* Passage shown *
==============================

Page MenuHomeSoftware Heritage

Improve PostgreSQL storage scheme for the `with-path-denormalized` flavor
ClosedPublic

Authored by aeviso on Oct 14 2021, 12:17 PM.

Details

Summary

Previous version was storing arrays of strings representing tuples for the
denormalized relations (dst and loc of the relation resp.). While that
simplified the check for duplicates, it turned out to be very inefficient
in terms of disk usage. The new version has two distinct lists if bigint
(ie. internal ids) for dst and loc resp. To check for duplicates the
lists should be zipped, and repeated tuples filtered.

Diff Detail

Event Timeline

Build is green

Patch application report for D6473 (id=23513)

Rebasing onto 3e87301a28...

Current branch diff-target is up to date.
Changes applied before test
commit eca0242e0e00093e12ba45134bbaedc0f85da39a
Author: Andres Ezequiel Viso <aeviso@softwareheritage.org>
Date:   Thu Oct 14 12:03:47 2021 +0200

    Improve PostgreSQL storage scheme for the `with-path-denormalized` flavor
    
    Previous version was storing arrays of strings representing tuples for the
    denormalized relations (`dst` and `loc` of the relation resp.). While that
    simplified the check for duplicates, it turned out to be very inefficient
    in terms of disk usage. The new version has two distinct lists if `bigint`
    (ie. internal ids) for `dst` and `loc` resp. To check for duplicates the
    lists should be zipped, and repeated tuples filtered.

==============================

* Given data *

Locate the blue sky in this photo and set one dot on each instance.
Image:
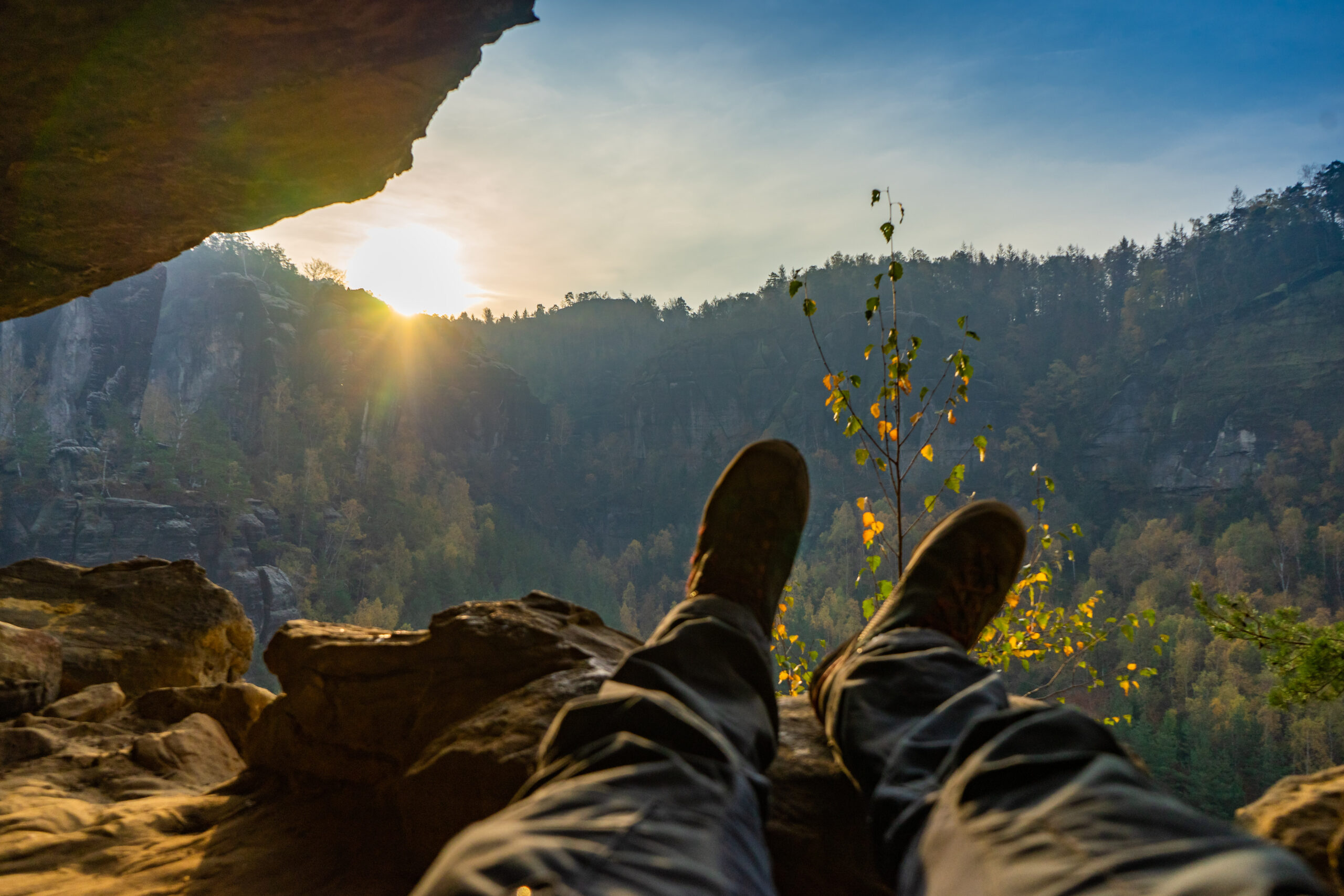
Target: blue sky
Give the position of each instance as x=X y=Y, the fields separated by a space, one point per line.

==============================

* Work to complete *
1) In the PostgreSQL storage-scheme review page, rename "PostgreSQL" to "Postgres" and write out the stretch starting with "Page MenuHomeSoftware Heritage" and going on through "2021, 12:17 PM.".
2) Carry on the PostgreSQL storage-scheme review page from the point where it stops.
The listing is not used here at all.

* Final answers *
1)
Page MenuHomeSoftware Heritage

Improve Postgres storage scheme for the `with-path-denormalized` flavor
ClosedPublic

Authored by aeviso on Oct 14 2021, 12:17 PM.

2)
See https://jenkins.softwareheritage.org/job/DPROV/job/tests-on-diff/442/ for more details.

Build is green

Patch application report for D6473 (id=23516)

Rebasing onto 3e87301a28...

Current branch diff-target is up to date.
Changes applied before test
commit 37da3774d8dc34365b7b1cbed469d970c51ecc58
Author: Andres Ezequiel Viso <aeviso@softwareheritage.org>
Date:   Thu Oct 14 12:03:47 2021 +0200

    Improve PostgreSQL storage scheme for the `with-path-denormalized` flavor
    
    Previous version was storing arrays of strings representing tuples for the
    denormalized relations (`dst` and `loc` of the relation resp.). While that
    simplified the check for duplicates, it turned out to be very inefficient
    in terms of disk usage. The new version has two distinct lists if `bigint`
    (ie. internal ids) for `dst` and `loc` resp. To check for duplicates the
    lists should be zipped, and repeated tuples filtered.

See https://jenkins.softwareheritage.org/job/DPROV/job/tests-on-diff/443/ for more details.

olasd added a subscriber: olasd.

Looks sensible to me, thanks.

Maybe add a couple comments to explain what the conflict clause does (concatenate the loc and $entity lists, and deduplicates their entries together)?

This revision is now accepted and ready to land.Oct 15 2021, 3:58 PM
In D6473#168303, @olasd wrote:

Looks sensible to me, thanks.

Maybe add a couple comments to explain what the conflict clause does (concatenate the loc and $entity lists, and deduplicates their entries together)?

Well, that's exactly what I've tried to say in the comment. The lists are zipped together, so you get a list of the form [(entity, location), ...], then duplicated pairs are removed. I'll try to rephrase it to make it clearer.

Anyway, I'm not sure I will land this diff after all. In the first experiments I've done it actually seems to perform worst than before in terms of space usage. It needs more experimentation, but the results so far are not promising at all.

Build is green

Patch application report for D6473 (id=23634)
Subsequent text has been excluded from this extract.